ENUNCIADO ::
Converta todas as linhas dos registros abaixo em uma lista JSON de strings, com uma string para cada linha e sem as linhas em branco.

REGISTROS FORNECIDOS ::
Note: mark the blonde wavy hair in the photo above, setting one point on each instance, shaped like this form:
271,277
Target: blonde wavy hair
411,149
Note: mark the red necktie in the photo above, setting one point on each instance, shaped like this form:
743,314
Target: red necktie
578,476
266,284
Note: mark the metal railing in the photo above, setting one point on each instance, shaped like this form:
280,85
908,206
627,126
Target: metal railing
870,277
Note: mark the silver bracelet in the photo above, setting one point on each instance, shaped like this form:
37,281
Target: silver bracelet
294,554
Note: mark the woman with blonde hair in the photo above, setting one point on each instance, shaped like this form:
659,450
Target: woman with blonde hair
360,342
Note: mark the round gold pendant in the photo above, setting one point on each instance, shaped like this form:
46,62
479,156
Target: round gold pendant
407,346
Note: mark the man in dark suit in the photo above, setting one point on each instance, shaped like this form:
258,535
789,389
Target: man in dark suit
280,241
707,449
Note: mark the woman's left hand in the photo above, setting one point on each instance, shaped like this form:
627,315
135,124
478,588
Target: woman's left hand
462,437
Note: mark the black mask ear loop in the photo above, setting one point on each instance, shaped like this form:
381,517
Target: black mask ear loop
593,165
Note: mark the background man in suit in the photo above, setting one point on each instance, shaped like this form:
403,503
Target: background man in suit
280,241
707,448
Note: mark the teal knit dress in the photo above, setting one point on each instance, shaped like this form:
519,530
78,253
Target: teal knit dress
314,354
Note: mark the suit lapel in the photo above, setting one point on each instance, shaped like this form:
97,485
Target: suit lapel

RESOLUÇÃO ::
[
  "Note: mark the blonde wavy hair in the photo above, setting one point on each instance, shaped like this form:",
  "271,277",
  "Target: blonde wavy hair",
  "411,149",
  "Note: mark the red necktie in the photo above, setting one point on each instance, shaped like this form:",
  "743,314",
  "Target: red necktie",
  "578,476",
  "266,284",
  "Note: mark the metal railing in the photo above, setting one point on each instance, shaped like this form:",
  "280,85",
  "908,206",
  "627,126",
  "Target: metal railing",
  "870,277",
  "Note: mark the silver bracelet in the photo above, setting one point on each instance, shaped like this form:",
  "37,281",
  "Target: silver bracelet",
  "294,554",
  "Note: mark the woman with blonde hair in the photo above, setting one point on each instance, shaped like this form:",
  "659,450",
  "Target: woman with blonde hair",
  "360,342",
  "Note: mark the round gold pendant in the photo above, setting one point on each instance, shaped like this form:",
  "46,62",
  "479,156",
  "Target: round gold pendant",
  "407,346",
  "Note: mark the man in dark suit in the photo above, setting one point on each instance, shaped like this form:",
  "258,535",
  "789,389",
  "Target: man in dark suit",
  "280,241",
  "707,449",
  "Note: mark the woman's left hand in the photo above, setting one point on each instance, shaped like this form:",
  "627,315",
  "135,124",
  "478,588",
  "Target: woman's left hand",
  "462,437",
  "Note: mark the black mask ear loop in the photo above, setting one point on each instance, shaped like this form:",
  "381,517",
  "Target: black mask ear loop",
  "593,165",
  "Note: mark the background man in suit in the photo above, setting one point on each instance, shaped like this form:",
  "403,503",
  "Target: background man in suit",
  "280,241",
  "707,448",
  "Note: mark the teal knit dress in the photo above, setting one point on each instance, shaped like this form:",
  "519,530",
  "78,253",
  "Target: teal knit dress",
  "314,354",
  "Note: mark the suit lapel in the photo above, setting one point on each instance, shaped like this form:",
  "97,485",
  "Target: suit lapel"
]